● Work to do
From the start of the records up to and including the line with "x=474 y=451", change "bird's foot" to "bird's claw". Return only those lines, with everything else left unchanged.

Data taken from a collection
-- Start --
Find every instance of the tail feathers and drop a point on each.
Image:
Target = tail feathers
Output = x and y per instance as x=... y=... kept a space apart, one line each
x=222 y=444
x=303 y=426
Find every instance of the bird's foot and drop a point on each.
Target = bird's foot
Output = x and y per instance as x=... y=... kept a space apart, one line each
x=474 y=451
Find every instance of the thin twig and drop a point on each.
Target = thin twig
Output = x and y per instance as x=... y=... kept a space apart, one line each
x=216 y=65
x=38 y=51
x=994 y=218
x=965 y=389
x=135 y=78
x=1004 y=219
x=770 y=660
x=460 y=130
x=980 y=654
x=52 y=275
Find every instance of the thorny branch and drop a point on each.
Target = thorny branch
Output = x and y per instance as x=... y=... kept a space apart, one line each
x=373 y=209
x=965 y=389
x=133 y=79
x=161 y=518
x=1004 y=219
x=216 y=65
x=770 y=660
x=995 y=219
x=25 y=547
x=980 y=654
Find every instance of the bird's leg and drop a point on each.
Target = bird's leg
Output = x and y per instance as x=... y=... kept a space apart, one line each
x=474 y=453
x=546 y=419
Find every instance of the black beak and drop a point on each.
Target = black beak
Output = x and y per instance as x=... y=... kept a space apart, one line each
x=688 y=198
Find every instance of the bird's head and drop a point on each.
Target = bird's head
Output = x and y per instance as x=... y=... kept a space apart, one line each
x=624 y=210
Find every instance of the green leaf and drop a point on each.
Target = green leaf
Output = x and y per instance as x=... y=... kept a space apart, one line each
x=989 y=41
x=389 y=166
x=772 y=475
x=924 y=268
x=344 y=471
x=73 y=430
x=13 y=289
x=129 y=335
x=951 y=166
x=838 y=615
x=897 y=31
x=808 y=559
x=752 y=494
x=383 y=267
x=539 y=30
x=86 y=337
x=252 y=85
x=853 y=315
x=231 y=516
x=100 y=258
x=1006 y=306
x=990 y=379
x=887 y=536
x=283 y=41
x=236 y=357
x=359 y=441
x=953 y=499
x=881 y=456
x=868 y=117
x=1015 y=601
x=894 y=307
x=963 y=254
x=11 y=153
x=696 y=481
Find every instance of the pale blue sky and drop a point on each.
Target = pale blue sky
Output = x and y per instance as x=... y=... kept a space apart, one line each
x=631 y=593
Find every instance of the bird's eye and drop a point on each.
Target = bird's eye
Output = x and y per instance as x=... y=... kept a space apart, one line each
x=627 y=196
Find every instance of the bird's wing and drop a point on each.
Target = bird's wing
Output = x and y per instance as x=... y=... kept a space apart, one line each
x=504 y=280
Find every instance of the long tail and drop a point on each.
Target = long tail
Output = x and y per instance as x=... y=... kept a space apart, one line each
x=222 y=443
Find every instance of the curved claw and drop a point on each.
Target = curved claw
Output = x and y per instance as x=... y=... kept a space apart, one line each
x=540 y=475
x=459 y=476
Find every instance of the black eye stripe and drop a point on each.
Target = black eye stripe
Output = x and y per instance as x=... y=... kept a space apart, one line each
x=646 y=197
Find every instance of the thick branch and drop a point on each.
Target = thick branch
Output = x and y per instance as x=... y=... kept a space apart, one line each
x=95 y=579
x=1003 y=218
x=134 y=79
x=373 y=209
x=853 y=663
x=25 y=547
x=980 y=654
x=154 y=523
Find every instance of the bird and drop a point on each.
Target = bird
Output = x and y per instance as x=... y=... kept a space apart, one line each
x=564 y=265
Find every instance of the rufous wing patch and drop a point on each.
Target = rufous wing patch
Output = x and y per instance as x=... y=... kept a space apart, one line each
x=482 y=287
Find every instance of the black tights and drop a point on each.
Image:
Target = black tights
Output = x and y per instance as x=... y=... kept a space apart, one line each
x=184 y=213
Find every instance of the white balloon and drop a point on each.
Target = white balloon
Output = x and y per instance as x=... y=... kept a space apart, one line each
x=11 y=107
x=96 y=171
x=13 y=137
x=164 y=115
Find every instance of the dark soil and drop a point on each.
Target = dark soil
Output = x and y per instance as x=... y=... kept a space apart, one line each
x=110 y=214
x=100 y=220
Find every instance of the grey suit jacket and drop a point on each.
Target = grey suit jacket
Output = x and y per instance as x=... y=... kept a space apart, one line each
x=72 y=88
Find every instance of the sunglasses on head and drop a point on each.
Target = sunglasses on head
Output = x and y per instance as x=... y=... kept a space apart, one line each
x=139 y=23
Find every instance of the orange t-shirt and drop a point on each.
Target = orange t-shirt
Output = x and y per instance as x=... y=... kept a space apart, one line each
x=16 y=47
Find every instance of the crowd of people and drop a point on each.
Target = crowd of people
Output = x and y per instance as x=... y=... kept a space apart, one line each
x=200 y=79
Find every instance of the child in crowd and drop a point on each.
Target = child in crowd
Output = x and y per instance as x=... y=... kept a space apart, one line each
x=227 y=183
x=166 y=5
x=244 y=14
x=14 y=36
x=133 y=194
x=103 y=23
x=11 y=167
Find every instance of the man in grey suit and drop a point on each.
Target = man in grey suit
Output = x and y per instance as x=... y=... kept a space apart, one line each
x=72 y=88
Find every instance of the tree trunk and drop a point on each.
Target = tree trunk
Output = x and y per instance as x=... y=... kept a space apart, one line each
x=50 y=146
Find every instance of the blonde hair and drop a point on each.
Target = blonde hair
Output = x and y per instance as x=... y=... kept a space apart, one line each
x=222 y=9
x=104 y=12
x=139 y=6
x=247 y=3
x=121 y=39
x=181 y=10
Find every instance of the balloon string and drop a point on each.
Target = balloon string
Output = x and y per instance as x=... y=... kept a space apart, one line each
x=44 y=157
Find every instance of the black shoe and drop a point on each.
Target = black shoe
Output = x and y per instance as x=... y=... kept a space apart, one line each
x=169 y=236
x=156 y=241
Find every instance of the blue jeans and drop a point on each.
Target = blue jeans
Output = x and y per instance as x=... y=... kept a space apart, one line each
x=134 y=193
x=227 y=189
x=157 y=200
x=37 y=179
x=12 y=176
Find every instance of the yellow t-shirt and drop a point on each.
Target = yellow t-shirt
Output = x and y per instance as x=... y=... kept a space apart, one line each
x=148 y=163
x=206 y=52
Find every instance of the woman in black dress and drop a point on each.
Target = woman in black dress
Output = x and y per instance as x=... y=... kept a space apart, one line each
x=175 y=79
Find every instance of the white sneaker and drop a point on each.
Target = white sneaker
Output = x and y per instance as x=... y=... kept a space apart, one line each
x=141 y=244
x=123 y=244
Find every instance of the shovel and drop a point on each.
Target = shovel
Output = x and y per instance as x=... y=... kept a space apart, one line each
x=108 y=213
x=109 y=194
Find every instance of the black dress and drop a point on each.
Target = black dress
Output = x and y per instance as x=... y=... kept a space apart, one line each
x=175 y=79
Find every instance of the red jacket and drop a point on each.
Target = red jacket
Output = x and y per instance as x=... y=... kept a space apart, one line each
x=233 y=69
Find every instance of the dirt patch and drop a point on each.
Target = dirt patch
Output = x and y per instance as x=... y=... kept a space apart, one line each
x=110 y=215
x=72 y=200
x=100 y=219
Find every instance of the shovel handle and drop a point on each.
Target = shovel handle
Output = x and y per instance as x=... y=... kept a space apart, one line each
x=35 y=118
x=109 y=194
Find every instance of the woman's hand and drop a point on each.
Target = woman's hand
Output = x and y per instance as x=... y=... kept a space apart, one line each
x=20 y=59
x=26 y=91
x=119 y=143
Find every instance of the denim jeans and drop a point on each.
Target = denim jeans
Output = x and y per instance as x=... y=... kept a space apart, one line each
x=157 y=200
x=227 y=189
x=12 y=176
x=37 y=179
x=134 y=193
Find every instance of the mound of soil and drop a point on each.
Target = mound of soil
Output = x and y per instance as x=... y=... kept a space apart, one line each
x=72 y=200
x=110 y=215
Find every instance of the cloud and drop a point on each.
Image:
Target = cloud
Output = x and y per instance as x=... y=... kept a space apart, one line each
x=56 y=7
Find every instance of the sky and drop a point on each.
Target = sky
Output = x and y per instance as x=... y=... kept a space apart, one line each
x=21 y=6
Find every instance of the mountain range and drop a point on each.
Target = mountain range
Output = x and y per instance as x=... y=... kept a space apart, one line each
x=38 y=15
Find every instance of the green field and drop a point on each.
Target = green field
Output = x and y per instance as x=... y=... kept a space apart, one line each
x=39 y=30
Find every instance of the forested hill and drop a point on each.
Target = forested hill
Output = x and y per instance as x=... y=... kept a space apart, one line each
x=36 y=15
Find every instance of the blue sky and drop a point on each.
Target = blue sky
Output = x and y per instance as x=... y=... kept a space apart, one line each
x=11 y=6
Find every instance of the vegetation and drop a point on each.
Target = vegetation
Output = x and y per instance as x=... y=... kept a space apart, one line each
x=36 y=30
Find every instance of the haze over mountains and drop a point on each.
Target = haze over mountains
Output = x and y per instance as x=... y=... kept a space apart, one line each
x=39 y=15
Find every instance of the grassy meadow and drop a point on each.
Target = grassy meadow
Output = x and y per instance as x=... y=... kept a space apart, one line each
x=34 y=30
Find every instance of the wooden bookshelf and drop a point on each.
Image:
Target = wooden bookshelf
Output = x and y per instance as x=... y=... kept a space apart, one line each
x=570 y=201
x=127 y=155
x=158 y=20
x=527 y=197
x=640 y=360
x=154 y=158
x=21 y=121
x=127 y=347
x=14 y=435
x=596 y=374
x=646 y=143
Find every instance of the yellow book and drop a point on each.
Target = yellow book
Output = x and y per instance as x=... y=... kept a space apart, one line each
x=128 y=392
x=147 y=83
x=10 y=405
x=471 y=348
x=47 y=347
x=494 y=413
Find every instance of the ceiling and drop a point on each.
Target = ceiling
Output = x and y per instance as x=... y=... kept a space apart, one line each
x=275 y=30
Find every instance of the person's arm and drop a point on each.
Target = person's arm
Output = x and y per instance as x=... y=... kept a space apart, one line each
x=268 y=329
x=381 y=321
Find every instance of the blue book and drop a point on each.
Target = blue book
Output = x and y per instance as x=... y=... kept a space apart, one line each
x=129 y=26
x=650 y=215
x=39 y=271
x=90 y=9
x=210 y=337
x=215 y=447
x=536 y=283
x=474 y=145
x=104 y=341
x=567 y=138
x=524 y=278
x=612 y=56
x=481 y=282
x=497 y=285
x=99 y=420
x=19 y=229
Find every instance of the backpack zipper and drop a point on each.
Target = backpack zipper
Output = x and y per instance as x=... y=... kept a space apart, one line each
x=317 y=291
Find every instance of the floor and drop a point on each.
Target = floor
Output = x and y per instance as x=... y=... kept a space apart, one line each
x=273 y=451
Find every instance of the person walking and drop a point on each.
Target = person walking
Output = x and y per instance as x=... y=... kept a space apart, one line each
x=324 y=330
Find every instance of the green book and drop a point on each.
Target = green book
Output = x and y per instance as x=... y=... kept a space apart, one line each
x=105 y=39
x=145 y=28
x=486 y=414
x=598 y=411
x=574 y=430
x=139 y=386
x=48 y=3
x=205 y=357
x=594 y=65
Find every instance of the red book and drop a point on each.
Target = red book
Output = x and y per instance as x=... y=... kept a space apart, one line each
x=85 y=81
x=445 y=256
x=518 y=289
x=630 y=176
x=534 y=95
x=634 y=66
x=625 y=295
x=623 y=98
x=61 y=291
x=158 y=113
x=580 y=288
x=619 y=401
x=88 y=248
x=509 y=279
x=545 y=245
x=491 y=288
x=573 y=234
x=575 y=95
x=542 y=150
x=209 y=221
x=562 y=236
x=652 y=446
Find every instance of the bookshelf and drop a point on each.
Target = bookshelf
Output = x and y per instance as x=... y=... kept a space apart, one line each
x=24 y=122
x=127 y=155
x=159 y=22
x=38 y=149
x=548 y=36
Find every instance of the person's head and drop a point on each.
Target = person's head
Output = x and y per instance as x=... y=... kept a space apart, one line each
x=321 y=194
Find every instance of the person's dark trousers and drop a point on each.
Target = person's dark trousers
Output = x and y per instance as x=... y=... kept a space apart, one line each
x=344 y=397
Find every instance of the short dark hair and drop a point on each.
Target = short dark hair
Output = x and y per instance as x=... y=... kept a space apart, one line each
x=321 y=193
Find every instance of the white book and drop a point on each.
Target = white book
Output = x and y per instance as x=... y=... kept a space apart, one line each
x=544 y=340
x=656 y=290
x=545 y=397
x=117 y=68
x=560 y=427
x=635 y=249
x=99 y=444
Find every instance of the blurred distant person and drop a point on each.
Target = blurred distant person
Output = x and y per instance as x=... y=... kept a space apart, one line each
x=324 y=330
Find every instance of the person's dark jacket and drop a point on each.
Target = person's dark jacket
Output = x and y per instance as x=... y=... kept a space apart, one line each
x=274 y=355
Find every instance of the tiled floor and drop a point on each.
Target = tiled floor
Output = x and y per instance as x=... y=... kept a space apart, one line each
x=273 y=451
-- End --
● Complete output
Find every instance of the tail feathers and drop a point on each.
Image:
Target = tail feathers
Output = x and y per instance as x=... y=... kept a space apart, one line each
x=222 y=444
x=303 y=426
Find every instance of the bird's claw and drop a point on each.
Target = bird's claw
Output = x and y per instance as x=... y=... kept a space apart, one line each
x=474 y=451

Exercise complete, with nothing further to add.